# [What to do]
Write out exactly, please, the lines from the one containing "strap in this photo." to the end of the material.
┌──
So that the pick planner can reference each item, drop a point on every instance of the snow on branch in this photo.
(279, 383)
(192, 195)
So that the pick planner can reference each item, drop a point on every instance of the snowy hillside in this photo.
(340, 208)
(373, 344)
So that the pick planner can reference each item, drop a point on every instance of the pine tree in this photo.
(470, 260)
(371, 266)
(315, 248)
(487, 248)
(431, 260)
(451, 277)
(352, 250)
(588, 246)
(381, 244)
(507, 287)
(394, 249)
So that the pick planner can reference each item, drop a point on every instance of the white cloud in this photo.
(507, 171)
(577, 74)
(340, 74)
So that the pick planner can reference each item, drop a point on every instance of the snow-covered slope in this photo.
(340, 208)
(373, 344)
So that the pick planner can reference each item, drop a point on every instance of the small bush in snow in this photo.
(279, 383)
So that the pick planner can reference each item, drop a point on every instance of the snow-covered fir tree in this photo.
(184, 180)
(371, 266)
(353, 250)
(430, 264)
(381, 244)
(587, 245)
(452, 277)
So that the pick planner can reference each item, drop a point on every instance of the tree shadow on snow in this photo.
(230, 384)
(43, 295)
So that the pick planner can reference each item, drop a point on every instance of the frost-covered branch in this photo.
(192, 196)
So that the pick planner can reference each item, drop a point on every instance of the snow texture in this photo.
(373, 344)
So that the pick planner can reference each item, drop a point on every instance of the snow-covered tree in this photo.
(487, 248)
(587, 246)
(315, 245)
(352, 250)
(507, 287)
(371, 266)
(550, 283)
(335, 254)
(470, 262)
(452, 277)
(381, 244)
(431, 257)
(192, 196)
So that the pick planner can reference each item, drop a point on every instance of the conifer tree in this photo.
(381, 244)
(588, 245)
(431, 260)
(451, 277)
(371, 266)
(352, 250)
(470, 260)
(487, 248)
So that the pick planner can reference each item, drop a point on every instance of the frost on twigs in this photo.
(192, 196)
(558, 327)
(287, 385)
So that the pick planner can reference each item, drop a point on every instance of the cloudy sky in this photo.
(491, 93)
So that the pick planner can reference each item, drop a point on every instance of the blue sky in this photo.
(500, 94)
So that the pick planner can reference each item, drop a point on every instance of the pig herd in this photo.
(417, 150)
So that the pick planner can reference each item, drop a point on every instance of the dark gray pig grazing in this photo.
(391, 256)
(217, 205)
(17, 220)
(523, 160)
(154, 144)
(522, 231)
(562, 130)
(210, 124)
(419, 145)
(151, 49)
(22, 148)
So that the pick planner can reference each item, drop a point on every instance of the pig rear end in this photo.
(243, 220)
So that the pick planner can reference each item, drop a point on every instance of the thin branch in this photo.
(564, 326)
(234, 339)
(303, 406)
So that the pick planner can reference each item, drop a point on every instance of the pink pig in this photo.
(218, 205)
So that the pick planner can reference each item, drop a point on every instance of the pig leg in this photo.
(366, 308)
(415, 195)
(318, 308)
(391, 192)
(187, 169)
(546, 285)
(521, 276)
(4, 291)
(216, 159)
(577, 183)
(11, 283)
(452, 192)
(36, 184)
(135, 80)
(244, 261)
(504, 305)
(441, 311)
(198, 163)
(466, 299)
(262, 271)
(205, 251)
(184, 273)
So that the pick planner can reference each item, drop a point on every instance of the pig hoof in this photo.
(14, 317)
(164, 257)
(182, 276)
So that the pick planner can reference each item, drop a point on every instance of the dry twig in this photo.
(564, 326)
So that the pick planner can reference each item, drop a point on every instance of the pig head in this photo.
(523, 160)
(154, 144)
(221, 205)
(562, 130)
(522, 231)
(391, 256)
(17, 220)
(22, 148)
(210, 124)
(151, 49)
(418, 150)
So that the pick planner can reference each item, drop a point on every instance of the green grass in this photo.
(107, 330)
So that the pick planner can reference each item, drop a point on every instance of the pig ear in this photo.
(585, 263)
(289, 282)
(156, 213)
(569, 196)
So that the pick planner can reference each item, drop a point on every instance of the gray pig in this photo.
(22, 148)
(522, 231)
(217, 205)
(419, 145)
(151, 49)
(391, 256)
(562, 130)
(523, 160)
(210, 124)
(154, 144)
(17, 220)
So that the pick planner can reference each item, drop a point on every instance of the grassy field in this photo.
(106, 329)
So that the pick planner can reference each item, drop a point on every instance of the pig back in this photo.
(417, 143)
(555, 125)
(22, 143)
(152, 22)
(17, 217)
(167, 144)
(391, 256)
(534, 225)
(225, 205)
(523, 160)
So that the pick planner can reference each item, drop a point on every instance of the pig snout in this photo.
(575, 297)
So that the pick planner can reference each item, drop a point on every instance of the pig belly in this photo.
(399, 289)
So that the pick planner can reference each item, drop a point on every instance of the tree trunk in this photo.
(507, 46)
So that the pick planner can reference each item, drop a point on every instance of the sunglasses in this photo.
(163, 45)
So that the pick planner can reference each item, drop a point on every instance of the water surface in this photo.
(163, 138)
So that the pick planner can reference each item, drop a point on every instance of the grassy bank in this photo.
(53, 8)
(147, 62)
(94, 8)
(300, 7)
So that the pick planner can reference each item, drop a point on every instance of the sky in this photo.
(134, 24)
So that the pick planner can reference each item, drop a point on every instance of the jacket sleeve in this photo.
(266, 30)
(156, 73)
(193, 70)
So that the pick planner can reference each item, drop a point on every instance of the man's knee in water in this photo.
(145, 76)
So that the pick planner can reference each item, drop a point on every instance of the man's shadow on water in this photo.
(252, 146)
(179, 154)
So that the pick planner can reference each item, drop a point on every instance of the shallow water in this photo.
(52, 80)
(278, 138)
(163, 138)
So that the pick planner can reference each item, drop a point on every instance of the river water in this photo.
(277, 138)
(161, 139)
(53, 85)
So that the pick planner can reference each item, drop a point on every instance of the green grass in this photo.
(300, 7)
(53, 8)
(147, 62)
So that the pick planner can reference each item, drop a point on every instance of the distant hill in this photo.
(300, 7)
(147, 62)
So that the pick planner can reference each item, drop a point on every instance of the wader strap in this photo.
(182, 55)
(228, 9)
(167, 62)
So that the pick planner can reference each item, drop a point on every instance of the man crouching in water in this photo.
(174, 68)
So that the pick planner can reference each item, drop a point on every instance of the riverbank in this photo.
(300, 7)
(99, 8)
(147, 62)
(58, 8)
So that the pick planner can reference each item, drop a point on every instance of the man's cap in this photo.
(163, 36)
└──
# [Solution for this problem]
So that the pick planner can reference each item, drop a point on every instance of the wader strap in this photo.
(182, 55)
(228, 9)
(167, 62)
So that the pick planner can reference each item, drop a point on every instance of the man crouching in water in this photo.
(174, 68)
So that the pick planner can reference each item, drop a point on every instance of the riverbank in this photo.
(300, 7)
(99, 8)
(147, 62)
(58, 8)
So that the pick planner can reference each item, drop a point on every instance of the man's cap in this photo.
(163, 36)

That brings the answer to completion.